La obra cumplida

Mateo 26:47-56 – Marcos 14:43-52 – Lucas 22:47-53

Judas Iscariote, el que entregó a Jesús

En los tres primeros evangelios, el relato de los acontecimientos que consideraremos en esta meditación comienza con estas palabras: “Mientras él aún hablaba”. El Señor, en su infatigable gracia, asistía a los suyos; entre tanto el que iba a entregarlo, “Judas, uno de los doce”, se acercaba en medio de las tinieblas.

En la Palabra, el Espíritu Santo asigna un lugar muy especial a la traición de Judas. Ningún otro momento de la vida del Señor en este mundo nos es relatado con tantos detalles como el de esa noche. Cuando quiere mencionarla en pocas palabras, el Espíritu la llama “la noche que [el Señor Jesús] fue entregado” (1 Corintios 11:23). En los evangelios, cada vez que se menciona el nombre de Judas se hace alusión a su traición: “Judas Iscariote, el que también le entregó” (Mateo 10:4, etc.). ¡Qué acto infame!

El Hijo del hombre va, según está escrito de él, mas ¡ay de aquel hombre por quien el Hijo del hombre es entregado! Bueno le fuera a ese hombre no haber nacido
(Mateo 26:24).

Los hombres han intentado analizar la personalidad de Judas, han tratado de explicar el estado en que se encontraba su alma, así como sus móviles y su dramático fin, pero no han logrado hacerlo de manera satisfactoria. Sin embargo, para aquel que tiene un “ojo bueno” (o simple, que no tiene visión doble), todo esto le resulta claro, aunque colmado de serias advertencias. Judas ofrece un cuadro del estado vergonzoso en que puede caer el hombre. Si las Escrituras no nos presentaran ese cuadro, ignoraríamos a qué extremos puede llegar el hombre en su infamia.

Ejercicio 1:
Recopila cada línea de los registros que vienen a continuación en la que aparezca la palabra "yellow".

(Registros de anotación de coordenadas)
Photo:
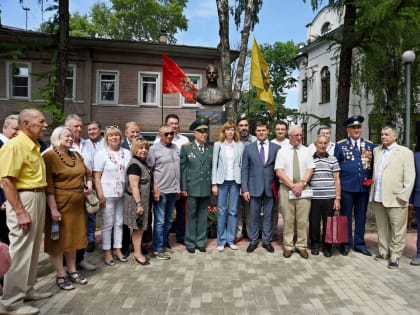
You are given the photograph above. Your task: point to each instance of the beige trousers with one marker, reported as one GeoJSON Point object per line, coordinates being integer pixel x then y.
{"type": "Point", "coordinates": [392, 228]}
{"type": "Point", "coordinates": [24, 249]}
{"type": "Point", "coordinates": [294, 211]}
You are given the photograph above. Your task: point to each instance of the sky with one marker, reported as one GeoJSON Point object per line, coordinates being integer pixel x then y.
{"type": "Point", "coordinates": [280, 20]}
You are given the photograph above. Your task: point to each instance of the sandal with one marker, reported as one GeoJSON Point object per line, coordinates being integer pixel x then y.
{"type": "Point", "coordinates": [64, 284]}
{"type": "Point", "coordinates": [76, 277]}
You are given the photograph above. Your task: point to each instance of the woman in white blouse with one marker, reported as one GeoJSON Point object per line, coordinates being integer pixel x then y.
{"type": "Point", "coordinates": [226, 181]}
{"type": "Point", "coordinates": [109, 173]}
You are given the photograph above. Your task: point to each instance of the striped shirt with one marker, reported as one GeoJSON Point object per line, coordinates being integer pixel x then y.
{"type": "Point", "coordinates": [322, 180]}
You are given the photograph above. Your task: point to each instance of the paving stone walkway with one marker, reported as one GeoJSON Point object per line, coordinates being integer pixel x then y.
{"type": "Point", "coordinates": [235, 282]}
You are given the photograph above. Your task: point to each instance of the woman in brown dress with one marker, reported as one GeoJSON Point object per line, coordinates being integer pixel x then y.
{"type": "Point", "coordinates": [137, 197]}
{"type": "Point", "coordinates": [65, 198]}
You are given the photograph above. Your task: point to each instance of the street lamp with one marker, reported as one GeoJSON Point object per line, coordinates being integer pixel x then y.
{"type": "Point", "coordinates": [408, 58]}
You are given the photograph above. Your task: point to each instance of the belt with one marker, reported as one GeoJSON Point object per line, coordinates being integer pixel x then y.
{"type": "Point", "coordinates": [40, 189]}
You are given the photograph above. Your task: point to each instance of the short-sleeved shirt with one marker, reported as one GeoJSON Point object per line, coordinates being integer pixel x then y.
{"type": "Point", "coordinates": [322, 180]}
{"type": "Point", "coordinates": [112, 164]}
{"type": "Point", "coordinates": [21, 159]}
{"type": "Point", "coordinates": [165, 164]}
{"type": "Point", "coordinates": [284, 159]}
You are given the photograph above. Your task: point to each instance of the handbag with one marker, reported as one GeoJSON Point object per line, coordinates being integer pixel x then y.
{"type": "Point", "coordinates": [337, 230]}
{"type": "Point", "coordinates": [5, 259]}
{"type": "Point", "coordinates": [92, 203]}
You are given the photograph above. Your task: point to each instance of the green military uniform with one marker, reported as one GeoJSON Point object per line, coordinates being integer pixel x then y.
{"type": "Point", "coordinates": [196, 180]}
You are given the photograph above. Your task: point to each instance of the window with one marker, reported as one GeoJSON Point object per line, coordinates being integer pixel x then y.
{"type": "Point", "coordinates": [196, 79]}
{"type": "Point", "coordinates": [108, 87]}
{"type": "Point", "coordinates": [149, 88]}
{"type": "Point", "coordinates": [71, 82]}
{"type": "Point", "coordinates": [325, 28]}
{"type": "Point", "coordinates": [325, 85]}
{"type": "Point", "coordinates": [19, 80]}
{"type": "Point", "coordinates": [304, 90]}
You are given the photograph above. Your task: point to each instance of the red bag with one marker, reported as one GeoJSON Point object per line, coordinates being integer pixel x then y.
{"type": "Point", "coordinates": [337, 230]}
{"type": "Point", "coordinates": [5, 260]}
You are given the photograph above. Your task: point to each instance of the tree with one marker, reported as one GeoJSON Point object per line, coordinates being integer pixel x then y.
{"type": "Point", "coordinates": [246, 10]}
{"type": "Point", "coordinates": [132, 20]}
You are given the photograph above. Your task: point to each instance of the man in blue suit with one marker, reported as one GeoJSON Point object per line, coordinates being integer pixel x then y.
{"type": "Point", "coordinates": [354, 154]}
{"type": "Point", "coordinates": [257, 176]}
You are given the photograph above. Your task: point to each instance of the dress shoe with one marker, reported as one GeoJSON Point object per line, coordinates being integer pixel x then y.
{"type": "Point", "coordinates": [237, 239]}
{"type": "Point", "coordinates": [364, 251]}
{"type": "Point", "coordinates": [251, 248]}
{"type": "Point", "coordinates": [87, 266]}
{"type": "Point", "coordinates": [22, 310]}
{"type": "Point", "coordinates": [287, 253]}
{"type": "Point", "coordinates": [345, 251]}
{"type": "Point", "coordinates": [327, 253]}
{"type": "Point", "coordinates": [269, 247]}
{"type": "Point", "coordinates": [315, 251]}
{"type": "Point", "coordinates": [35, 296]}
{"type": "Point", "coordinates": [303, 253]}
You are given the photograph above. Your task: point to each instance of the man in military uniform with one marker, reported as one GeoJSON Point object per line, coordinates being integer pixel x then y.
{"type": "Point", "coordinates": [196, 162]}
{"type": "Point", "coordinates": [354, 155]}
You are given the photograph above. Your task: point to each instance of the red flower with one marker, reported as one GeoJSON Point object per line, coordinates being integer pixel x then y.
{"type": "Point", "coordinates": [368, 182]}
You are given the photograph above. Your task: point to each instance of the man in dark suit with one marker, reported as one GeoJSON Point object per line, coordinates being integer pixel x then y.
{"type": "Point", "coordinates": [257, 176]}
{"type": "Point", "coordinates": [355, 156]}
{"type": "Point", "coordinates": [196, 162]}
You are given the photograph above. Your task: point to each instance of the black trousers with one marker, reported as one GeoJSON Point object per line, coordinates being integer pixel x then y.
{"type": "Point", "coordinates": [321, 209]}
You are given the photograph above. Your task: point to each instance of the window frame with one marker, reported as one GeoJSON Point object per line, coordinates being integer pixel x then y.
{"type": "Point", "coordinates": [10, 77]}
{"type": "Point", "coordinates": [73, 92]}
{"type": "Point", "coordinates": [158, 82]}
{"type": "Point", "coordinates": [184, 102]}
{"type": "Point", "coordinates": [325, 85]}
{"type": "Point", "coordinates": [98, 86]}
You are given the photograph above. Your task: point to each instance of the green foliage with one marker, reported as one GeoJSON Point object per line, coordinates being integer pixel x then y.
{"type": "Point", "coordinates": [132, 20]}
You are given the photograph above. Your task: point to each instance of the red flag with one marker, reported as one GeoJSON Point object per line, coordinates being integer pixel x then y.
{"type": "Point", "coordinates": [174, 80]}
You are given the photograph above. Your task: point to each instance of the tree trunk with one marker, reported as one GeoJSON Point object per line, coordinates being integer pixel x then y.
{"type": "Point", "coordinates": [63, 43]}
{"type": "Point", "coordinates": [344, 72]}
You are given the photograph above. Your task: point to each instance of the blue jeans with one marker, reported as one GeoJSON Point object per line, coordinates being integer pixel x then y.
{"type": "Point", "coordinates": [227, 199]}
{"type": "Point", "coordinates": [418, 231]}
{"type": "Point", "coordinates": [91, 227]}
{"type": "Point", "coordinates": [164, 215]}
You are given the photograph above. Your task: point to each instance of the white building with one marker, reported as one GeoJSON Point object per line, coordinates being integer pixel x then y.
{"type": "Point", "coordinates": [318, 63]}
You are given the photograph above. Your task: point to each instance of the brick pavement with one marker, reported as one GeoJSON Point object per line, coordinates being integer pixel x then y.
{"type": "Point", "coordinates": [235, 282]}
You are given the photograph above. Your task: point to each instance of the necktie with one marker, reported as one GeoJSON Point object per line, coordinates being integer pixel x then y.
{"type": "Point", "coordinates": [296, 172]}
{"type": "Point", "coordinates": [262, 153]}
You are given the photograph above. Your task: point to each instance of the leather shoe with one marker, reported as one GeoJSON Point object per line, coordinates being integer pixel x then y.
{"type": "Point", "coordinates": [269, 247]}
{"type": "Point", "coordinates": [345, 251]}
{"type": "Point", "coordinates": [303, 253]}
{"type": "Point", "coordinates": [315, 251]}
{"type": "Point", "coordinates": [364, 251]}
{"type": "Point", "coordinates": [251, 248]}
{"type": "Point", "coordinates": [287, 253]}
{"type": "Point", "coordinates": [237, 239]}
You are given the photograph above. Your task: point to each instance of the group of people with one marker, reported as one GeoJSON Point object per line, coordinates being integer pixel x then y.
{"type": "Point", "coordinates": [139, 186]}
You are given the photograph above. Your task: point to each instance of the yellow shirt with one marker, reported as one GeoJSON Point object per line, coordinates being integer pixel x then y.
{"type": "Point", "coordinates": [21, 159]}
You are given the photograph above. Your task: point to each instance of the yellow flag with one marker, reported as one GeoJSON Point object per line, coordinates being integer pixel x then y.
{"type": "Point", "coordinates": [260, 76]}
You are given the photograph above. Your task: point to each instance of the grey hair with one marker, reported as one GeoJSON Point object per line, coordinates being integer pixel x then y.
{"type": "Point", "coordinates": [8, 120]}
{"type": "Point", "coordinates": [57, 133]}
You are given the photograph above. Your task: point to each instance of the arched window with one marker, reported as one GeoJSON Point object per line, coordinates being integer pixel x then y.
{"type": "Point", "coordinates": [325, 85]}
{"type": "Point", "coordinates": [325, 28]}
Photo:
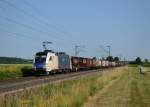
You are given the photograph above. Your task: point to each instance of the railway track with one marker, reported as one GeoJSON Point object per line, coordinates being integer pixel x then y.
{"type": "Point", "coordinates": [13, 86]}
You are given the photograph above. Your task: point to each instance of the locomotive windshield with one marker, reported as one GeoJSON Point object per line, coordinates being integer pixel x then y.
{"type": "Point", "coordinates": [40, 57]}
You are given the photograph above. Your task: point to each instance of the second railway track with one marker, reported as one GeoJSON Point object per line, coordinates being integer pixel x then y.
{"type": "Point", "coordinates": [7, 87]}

Ejercicio 2:
Del fragmento sobre la traición de Judas, reescribe en forma de lista el párrafo que comienza con "En la Palabra, el Espíritu Santo asigna", conservando sus datos principales.

Respuesta final 1:
You are given the photograph above. Your task: point to each instance of the yellow shirt with one marker, reported as one GeoJSON Point object per line, coordinates being integer pixel x then y.
You are given the photograph above. Your task: point to each instance of the yellow flag with one marker, reported as one GeoJSON Point object per line, coordinates being integer pixel x then y.

Respuesta final 2:
- En la Palabra, el Espíritu Santo asigna un lugar muy especial a la traición de Judas.
- Ningún otro momento de la vida del Señor en este mundo se relata con tantos detalles como el de esa noche.
- Para mencionarla en pocas palabras, el Espíritu la llama “la noche que [el Señor Jesús] fue entregado” (1 Corintios 11:23).
- En los evangelios, cada vez que se nombra a Judas se alude a su traición: “Judas Iscariote, el que también le entregó” (Mateo 10:4, etc.).
- El párrafo la califica de acto infame.